PAGE EXCERPT:
*** Block opens ***

Sunday, April 27, 2014

Thinking one thing, typing another

Among the daily diversions there is Sudoku.  I got my start watching my son do one from the newspaper.  I soon was competing with him for who would get to the puzzle first.  Then my wife bought me a book.  As I used to do the NY Times Crossword in pen, a habit partly begat by arrogance but also by the practical reality that I was more prone to chew on a pencil than a pen, the oral fixation quite strong at the time, this was also the path chosen for doing the Sudoku puzzles.  There is a lot of pattern recognition in becoming proficient completing these puzzles.  As I was still early in the habit formation, I didn't have all the patterns as part of my repertoire and would make the occasional conceptual mistake as a consequence, not detect it till some time later, and result with a screwed up puzzle that I put a big X through.

After a while the big X's became demoralizing and I looked for online alternatives (also the book was getting pretty much done and as a cheapskate I didn't want to pay for another book).  Web sites that offer free Sudoku seem to come and go.  I'm on my third one.  They allow one to erase entries without messing up the rest of the board.  They also include a button to check whether the current entries are correct.  Some offer a hint button, a way to find the full solution to the puzzle, and possibly other "features," though I consider the timer function that many include more a detriment than anything else.  This is not a race.  It is enjoyable to find entries that to attain require substantial logical deduction.  That's why one does the puzzles, not to get a good time.

I play a different game with myself as I complete the puzzle.  It's where the trouble begins.  I keep my right hand on the mouse and use it to position the cursor into the right cell in the grid and to click in the cell when I want to insert an entry.   Either the index finger or middle finger of my left hand starts on a number key (usually I begin with the number 1 and see if I can find a place for that to be inserted).  I visually position the finger onto that first key.  Thereafter I try not to look at the keyboard but instead explicitly move to the next appropriate key by sliding my finger to the adjacent key and counting the number of times I need to do that till I've reached the destination key.  This game within a game I do probably for the same reason that some people knit when they attend a seminar (which I witnessed on Friday at the Center for Writing studies Colloquium).  There are two different types of mistakes I make while doing this.

Sometimes my finger moves too quickly and doesn't touch the adjacent key, so I screw up the count that way.  Other times my brain resets and I start the count on a number that doesn't match the key I'm currently on.  Both sort of errors I've made since I started to play Sudoku online.  But the frequency has increased in the last couple of months.  I'm wondering why and dreading the possible explanation.  I should also note that something similar is happening in writing these blog posts.  I have made typos since I've started.  But they seem to be getting worse as of late, errors with greater frequency and more egregious in the commission.  Some of that is spelling, which seems to come and go.  But more frequently I'm seeing that I type a real word or phrase, just not the one I spoke to myself as I was composing the prose.  The fingers and the brain seem less in sync.

*** Block closes ***

SUPPLIED INFORMATION:

*** Block opens ***

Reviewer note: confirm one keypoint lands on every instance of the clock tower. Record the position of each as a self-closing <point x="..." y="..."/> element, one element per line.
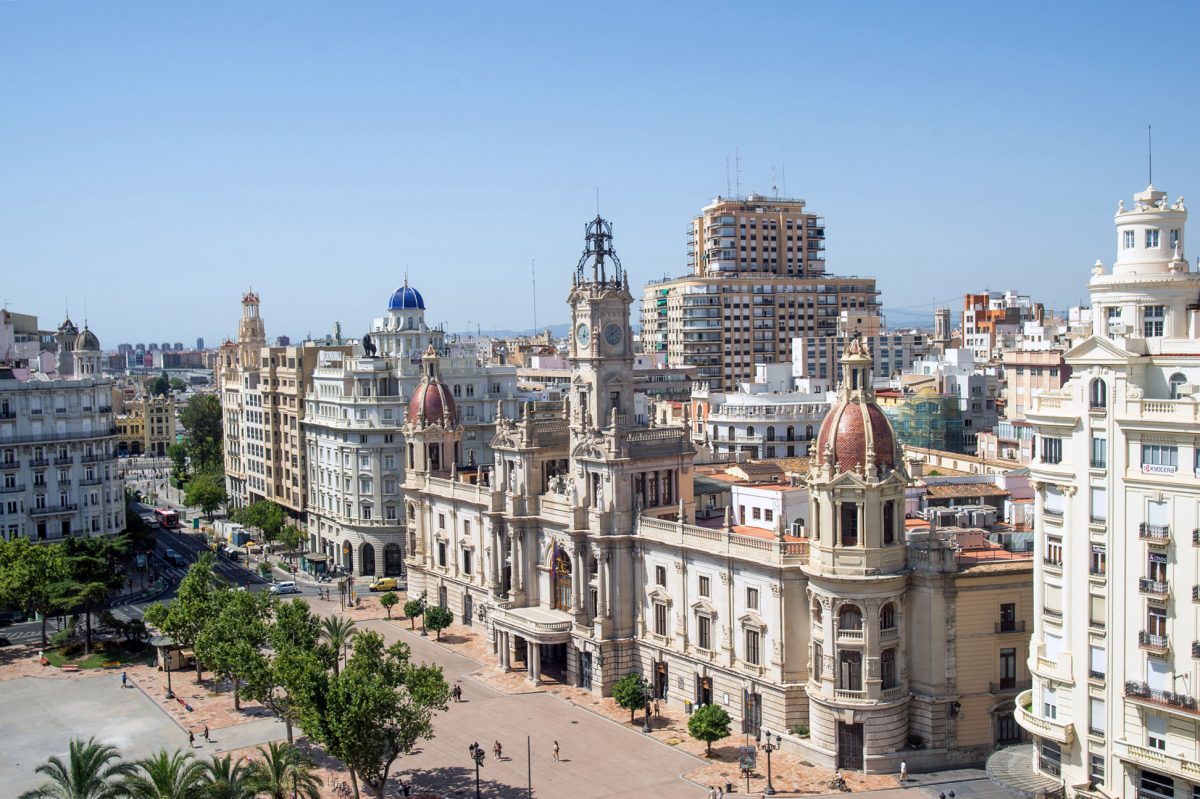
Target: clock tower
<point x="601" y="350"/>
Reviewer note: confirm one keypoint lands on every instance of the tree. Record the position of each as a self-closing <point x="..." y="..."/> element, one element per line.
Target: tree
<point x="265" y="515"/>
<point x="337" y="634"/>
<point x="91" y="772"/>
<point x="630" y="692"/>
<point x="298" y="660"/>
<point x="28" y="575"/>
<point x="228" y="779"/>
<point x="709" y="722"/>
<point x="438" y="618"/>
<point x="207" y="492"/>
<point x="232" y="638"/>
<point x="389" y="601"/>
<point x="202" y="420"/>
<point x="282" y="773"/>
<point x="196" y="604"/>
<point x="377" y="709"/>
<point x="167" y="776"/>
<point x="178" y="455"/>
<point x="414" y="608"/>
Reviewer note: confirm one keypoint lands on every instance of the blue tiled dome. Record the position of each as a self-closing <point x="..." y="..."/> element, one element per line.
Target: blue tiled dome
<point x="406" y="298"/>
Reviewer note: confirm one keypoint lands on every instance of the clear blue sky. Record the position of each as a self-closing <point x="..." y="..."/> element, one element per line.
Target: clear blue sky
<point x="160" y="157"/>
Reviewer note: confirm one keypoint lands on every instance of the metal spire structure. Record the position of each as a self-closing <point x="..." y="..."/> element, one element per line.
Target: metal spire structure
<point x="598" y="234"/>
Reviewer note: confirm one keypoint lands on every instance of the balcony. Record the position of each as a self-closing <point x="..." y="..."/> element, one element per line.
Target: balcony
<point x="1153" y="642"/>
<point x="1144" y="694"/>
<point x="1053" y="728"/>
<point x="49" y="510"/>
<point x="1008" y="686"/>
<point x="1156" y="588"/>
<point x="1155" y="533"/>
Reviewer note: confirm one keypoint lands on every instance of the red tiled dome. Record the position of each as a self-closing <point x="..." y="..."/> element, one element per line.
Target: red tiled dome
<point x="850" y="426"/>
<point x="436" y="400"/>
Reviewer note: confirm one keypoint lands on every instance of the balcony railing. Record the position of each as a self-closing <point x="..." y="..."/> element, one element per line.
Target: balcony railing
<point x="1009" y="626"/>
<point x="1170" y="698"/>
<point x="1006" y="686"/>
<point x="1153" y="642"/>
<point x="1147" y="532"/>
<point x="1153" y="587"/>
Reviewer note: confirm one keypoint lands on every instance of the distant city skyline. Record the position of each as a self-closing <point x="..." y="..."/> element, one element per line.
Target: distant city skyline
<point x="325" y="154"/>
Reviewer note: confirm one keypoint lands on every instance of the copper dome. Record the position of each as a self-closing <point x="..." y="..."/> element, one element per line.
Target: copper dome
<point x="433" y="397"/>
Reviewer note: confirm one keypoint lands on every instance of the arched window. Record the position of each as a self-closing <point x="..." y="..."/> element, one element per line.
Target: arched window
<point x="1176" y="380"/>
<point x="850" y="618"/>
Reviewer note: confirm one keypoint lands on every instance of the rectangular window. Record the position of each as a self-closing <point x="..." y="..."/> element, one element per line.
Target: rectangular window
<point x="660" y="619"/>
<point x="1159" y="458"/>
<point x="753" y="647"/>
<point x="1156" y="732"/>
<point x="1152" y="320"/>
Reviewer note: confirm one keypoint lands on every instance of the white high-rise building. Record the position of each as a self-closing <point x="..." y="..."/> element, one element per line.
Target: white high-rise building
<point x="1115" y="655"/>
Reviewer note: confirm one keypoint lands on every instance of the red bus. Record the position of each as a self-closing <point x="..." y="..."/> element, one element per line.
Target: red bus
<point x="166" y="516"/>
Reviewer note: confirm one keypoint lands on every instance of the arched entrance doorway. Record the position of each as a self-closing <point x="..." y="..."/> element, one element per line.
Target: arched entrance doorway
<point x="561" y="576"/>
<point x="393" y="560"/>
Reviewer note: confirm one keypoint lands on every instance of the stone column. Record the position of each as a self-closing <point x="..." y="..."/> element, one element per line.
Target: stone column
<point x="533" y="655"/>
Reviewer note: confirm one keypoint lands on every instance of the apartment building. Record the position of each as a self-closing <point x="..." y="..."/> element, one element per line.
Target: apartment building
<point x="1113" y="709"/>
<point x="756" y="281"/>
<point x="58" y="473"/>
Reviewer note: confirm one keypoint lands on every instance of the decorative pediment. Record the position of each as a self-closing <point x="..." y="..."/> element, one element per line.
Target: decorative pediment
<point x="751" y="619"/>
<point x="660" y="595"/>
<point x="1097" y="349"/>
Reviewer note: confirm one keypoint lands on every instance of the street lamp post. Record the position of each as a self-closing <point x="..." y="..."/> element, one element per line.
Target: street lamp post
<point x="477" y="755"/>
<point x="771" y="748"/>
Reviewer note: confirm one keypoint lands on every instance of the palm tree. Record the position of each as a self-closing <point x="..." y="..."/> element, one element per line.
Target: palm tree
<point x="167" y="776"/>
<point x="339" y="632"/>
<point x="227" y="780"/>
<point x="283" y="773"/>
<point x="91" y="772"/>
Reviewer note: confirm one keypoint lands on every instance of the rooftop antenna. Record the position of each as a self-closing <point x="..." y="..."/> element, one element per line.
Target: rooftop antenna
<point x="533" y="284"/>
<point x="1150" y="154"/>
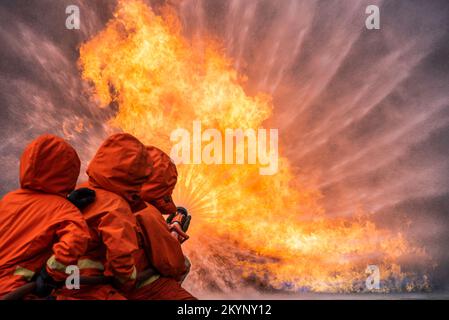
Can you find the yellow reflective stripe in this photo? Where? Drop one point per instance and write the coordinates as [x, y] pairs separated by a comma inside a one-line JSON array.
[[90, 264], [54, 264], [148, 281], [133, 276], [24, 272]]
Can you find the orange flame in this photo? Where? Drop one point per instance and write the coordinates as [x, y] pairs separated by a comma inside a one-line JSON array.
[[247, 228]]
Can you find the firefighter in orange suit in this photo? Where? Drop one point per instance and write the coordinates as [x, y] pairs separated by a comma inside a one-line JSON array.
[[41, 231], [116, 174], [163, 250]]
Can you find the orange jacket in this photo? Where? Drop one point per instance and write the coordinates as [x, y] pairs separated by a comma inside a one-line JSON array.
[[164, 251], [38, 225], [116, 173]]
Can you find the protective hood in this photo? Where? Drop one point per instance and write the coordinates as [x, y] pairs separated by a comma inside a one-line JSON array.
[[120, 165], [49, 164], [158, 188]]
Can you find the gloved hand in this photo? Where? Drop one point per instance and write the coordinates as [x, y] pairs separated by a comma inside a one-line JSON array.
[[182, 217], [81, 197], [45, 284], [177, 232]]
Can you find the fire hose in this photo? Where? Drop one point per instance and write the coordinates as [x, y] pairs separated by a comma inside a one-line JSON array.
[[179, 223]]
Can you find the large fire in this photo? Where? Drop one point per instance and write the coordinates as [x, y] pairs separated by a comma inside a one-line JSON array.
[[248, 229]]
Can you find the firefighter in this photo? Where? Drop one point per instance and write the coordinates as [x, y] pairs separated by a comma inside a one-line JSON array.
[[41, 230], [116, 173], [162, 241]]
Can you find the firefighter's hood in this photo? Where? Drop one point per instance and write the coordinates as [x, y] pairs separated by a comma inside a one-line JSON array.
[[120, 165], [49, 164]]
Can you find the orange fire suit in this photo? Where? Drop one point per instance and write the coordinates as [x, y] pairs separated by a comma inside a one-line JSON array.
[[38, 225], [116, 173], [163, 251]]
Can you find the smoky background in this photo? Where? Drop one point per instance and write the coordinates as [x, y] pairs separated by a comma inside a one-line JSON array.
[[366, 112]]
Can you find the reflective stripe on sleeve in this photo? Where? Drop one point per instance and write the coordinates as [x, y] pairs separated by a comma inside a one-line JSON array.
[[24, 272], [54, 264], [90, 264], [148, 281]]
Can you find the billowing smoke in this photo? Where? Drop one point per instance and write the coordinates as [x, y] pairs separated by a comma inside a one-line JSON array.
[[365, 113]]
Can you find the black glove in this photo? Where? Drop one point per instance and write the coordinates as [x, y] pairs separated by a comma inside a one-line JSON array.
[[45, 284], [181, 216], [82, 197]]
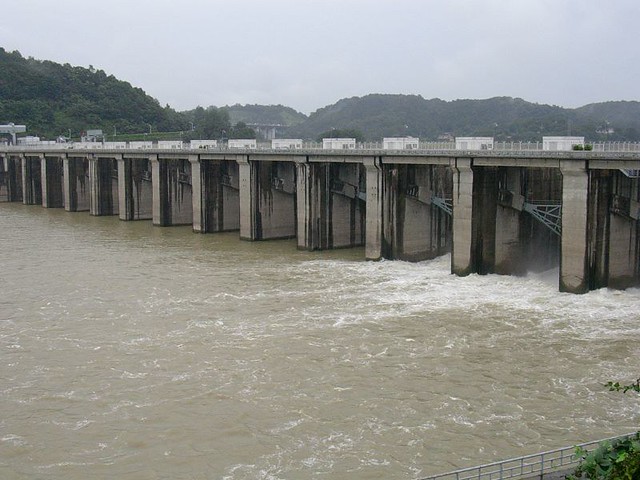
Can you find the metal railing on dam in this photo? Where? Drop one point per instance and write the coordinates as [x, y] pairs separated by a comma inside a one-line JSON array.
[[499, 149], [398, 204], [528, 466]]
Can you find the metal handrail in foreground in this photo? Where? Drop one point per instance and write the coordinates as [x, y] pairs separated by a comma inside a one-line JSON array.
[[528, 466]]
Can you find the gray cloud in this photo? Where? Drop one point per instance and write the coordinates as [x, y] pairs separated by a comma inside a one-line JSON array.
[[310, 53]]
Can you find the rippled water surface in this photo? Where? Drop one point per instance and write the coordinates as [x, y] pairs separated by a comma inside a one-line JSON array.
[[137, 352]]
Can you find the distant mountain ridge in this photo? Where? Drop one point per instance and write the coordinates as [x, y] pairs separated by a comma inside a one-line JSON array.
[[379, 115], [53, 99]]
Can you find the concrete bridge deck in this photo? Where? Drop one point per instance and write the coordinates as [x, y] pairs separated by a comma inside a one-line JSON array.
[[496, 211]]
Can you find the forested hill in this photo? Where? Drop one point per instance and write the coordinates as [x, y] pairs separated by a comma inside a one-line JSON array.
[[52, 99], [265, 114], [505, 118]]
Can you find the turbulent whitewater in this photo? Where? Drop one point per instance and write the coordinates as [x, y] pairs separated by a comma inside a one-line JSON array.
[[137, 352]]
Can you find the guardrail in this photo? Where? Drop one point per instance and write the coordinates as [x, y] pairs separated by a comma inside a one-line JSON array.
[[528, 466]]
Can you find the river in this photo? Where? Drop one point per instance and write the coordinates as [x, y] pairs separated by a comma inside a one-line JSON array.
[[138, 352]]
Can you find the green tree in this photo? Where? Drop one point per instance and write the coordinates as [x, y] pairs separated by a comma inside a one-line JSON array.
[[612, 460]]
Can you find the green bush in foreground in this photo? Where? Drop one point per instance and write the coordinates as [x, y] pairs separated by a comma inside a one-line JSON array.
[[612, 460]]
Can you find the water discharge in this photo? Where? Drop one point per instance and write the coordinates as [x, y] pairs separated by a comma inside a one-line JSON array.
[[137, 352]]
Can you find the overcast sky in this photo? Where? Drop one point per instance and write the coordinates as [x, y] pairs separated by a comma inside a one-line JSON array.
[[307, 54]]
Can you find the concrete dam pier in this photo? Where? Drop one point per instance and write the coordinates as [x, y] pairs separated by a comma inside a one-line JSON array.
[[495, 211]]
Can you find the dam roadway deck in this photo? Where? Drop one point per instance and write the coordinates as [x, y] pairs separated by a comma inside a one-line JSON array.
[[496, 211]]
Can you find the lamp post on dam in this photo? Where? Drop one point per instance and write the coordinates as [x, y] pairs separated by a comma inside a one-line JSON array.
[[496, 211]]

*** Block closes ***

TASKS TO COMPLETE:
A – According to the Sudoku blog post, which free Sudoku website is the writer currently using, counting from the first?
B – Write the next paragraph of the Sudoku blog post, picking up after its final sentence.
The listing has no role here and can be set aside.

ANSWER SECTION:
A – The writer is on a third one.

B –
I have always been sloppy about my physical environs.  Some of this is the badge of the absent minded professor, books strewn all over the floor, desktop cluttered with papers. Another part is simply not caring about neatness.  A third is that in living a life of the mind a conscious choice has been made to devote my attention to other things.  And  yet one more is that when younger I used to be able to keep track of many balls in the air, with them only occasionally tumbling down when I wasn't yet ready, so for the most part I could deal with practical reality when necessary and otherwise handle it in an autonomous way.  I haven't yet learned to alter my approach.

I did once ruin a perfectly good laptop during a presentation I was giving by spilling Diet Coke on the laptop, the can placed precariously on the edge of a counter with the laptop sitting aside, only to see an unintended demonstration of potential energy converted into motion, as in reaching for the can without looking at it so as to keep my head in the presentation, I knocked the can over.  During the period where I made such presentations I had an absolutely wonderful secretary, Mary Barker, who dealt with much of the practical reality that was part of my Campus job, so the balls I did juggle could be of the strategic variety.

My guess is that while working much practical reality needed to be confronted, even with Mary's wonderful assistance or later when I moved to the College of Business and tried to put buffers in place to keep the practical stuff in the background.  With what did creep through I was getting adequate practice to maintain proficiency.  I suspect that between dealing with less practical stuff now and with aging there lies the explanation.

But there is an additional fear.  My mom, who passed away in December 2012 at age 92, showed evidence of dementia (measured by doctors) while she was in her mid 70s, and the last five years or so she was totally out of it.  I'm afraid that I'm genetically disposed to ending up the same way and that what I'm writing about here is actually early warning signs.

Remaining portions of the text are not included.